Dataset entries below:
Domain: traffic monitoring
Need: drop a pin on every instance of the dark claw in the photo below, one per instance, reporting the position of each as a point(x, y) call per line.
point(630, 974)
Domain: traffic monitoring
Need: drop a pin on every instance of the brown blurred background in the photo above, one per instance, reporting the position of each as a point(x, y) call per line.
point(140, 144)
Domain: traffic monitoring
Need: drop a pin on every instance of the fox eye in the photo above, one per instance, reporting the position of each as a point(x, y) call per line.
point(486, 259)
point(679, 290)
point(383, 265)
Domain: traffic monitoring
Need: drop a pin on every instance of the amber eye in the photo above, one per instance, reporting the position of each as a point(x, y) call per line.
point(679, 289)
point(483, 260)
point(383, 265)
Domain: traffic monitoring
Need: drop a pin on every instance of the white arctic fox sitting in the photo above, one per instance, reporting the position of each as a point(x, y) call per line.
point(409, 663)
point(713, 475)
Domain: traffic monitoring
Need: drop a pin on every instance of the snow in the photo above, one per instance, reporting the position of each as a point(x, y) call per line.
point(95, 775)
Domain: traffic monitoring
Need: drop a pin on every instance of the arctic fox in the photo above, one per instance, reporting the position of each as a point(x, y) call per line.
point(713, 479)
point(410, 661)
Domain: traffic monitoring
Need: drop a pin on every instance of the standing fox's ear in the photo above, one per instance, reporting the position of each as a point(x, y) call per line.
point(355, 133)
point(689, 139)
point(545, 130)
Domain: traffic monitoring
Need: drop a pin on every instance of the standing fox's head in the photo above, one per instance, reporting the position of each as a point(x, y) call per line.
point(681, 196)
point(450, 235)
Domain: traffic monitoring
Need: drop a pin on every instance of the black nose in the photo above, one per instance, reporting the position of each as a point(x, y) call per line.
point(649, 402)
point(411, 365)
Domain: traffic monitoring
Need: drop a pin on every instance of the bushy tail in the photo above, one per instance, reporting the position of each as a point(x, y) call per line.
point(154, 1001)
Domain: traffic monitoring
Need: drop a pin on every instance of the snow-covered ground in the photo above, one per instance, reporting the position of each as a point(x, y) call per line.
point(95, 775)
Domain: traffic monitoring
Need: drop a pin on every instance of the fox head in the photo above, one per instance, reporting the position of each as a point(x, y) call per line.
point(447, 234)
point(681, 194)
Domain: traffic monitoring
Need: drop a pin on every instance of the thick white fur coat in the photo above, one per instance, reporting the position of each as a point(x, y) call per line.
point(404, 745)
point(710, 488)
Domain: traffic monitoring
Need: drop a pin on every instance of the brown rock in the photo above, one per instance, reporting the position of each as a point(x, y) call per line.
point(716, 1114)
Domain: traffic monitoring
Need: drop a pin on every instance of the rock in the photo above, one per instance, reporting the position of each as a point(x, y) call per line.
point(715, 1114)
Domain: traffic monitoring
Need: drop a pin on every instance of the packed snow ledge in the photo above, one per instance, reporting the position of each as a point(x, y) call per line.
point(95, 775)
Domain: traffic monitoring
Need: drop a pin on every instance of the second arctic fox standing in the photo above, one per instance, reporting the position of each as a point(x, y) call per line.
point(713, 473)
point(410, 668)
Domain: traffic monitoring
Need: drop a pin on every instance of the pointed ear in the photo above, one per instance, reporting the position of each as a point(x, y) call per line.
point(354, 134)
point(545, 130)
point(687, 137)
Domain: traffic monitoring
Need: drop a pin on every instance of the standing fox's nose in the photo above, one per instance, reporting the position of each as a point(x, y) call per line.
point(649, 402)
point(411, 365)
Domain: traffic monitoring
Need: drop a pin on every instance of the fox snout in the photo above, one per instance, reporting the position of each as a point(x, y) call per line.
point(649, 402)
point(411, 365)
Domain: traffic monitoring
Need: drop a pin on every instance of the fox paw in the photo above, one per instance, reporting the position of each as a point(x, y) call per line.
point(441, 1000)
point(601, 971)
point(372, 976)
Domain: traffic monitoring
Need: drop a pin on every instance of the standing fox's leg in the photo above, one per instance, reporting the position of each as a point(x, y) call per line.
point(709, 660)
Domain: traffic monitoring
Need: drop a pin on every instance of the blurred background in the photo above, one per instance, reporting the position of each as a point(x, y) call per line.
End of Dataset entries.
Problem details -> Begin with the line holding "Need: drop a pin on every instance of the second" and end with the last line of the material. Copy all of them exactly.

Written response ->
Need: drop a pin on every instance of the second arctic fox standing in the photo above, one per instance, reporting the position of each as a point(x, y) call per line.
point(713, 473)
point(410, 668)
Domain: traffic monitoring
Need: drop a pin on every instance of the pointed ear in the photo above, one per instance, reporting the position of each as a point(x, y) call per line.
point(354, 134)
point(545, 130)
point(687, 137)
Domain: traffic monitoring
Need: drop a pin on every instance of the standing fox's nose in the photo above, one per instance, reporting the position of each as a point(x, y) call per line.
point(649, 402)
point(411, 365)
Domain: traffic monitoring
Need: drop a pin on every instance of the fox snout in the photo above, one per instance, reporting the position of each as a point(x, y) call per line.
point(649, 402)
point(411, 365)
Domain: traffic monitoring
Need: drop a pin on every instance of the fox paw in the photo above, one per instance, reporting the position of each as a point(x, y) call per line.
point(441, 1000)
point(601, 971)
point(372, 976)
Domain: traffic monitoring
Need: drop a pin on every instance of the standing fox's leg in the photo above, one per instance, reporting the position of each as a point(x, y) call per line.
point(709, 660)
Domain: traffic monitoring
Need: drop a pin on every instance of the blurred background in the photo above, one per instance, reporting the position of each as a point(x, y) call per line.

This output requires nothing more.